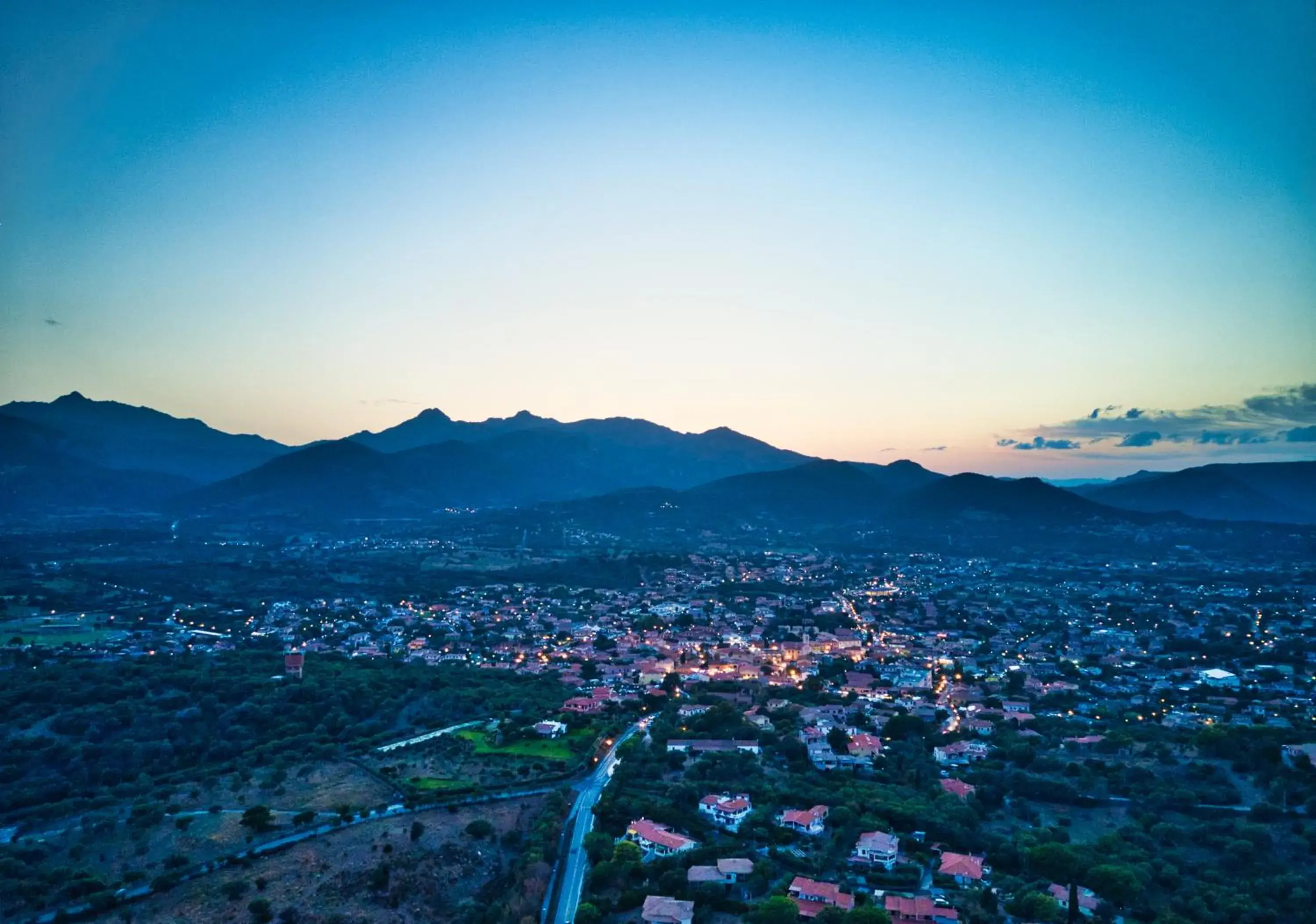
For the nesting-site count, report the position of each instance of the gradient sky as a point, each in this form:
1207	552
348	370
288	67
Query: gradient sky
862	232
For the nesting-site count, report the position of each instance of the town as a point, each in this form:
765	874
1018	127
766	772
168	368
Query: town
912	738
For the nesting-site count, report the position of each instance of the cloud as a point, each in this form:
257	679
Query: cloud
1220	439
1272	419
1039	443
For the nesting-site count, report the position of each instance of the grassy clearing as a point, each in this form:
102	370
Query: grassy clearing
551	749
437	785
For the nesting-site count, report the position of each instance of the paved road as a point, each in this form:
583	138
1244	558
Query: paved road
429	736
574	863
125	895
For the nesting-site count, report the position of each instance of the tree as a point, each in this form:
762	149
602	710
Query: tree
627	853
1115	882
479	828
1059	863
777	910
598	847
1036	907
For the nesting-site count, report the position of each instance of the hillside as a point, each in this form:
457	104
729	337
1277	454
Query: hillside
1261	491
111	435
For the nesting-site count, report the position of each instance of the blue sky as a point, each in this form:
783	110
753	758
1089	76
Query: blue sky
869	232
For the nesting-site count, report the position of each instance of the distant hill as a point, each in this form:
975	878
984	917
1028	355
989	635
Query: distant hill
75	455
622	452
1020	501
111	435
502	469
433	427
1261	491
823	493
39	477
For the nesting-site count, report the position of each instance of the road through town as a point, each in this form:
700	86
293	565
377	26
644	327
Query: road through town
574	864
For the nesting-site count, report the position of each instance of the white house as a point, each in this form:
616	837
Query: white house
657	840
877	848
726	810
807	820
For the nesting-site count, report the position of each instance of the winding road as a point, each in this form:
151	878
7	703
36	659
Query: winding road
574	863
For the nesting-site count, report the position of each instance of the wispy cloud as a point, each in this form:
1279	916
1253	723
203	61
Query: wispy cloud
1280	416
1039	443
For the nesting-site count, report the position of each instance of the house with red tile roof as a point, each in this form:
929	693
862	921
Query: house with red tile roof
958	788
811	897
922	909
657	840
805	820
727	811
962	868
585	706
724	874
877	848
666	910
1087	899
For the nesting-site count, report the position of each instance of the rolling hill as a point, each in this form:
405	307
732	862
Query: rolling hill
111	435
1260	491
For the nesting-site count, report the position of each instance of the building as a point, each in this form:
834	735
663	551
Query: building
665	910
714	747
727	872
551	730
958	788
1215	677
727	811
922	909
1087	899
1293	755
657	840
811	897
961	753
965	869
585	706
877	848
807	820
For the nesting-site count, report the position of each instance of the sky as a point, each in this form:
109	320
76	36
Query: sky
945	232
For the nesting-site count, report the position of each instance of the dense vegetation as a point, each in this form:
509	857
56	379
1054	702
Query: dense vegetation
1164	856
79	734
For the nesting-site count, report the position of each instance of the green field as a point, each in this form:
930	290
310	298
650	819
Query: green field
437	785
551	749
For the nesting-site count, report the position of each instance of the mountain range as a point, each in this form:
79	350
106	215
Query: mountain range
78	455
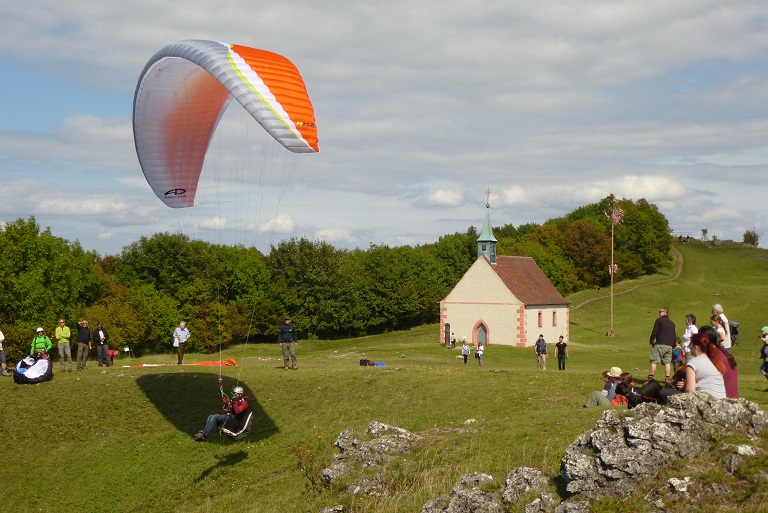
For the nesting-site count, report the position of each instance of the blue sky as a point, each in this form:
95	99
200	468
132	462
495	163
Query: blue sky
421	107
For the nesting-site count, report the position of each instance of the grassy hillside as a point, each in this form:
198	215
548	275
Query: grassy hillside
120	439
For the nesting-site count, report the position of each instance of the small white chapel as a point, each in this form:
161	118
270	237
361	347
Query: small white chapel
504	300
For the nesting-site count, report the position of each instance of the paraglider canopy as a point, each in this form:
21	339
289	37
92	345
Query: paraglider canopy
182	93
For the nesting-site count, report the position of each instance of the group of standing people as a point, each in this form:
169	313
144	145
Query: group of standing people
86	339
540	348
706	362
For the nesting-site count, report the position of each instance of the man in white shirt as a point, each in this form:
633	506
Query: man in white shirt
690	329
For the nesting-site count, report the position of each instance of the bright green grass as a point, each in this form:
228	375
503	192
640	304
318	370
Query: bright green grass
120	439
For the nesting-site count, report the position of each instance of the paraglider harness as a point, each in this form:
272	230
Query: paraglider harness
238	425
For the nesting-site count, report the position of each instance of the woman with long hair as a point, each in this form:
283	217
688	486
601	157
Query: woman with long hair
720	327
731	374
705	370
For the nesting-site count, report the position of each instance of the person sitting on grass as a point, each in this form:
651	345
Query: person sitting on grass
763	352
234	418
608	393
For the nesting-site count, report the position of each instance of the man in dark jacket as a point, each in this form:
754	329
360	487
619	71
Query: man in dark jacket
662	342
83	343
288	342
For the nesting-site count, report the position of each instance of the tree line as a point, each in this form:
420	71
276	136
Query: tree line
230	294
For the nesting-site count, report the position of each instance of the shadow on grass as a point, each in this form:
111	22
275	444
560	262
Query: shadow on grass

------------

### Short task
All lines from the one containing "of the person" through the final line of the listing above are to be reproduced exactly; include both and add nothing.

### Answer to the exercise
For the nesting-site count, report the position of each instance of the person sitting on grass as a point, each in this form:
651	345
Query: person sitting on grass
763	352
234	418
608	393
For the nesting-site count, report the position of each instance of the man in dark jacket as a point, each in this form:
754	329
360	487
619	71
Query: man in dark jacket
662	342
83	343
288	342
For the nesting-site count, report the position of each instance of the tree line as a point, each in this form:
420	71
276	136
Query: tree line
230	294
For the nesting-site count, report the position of each instance of the shadow on grass as a point, each in this form:
111	22
275	444
560	262
Query: shadow on grass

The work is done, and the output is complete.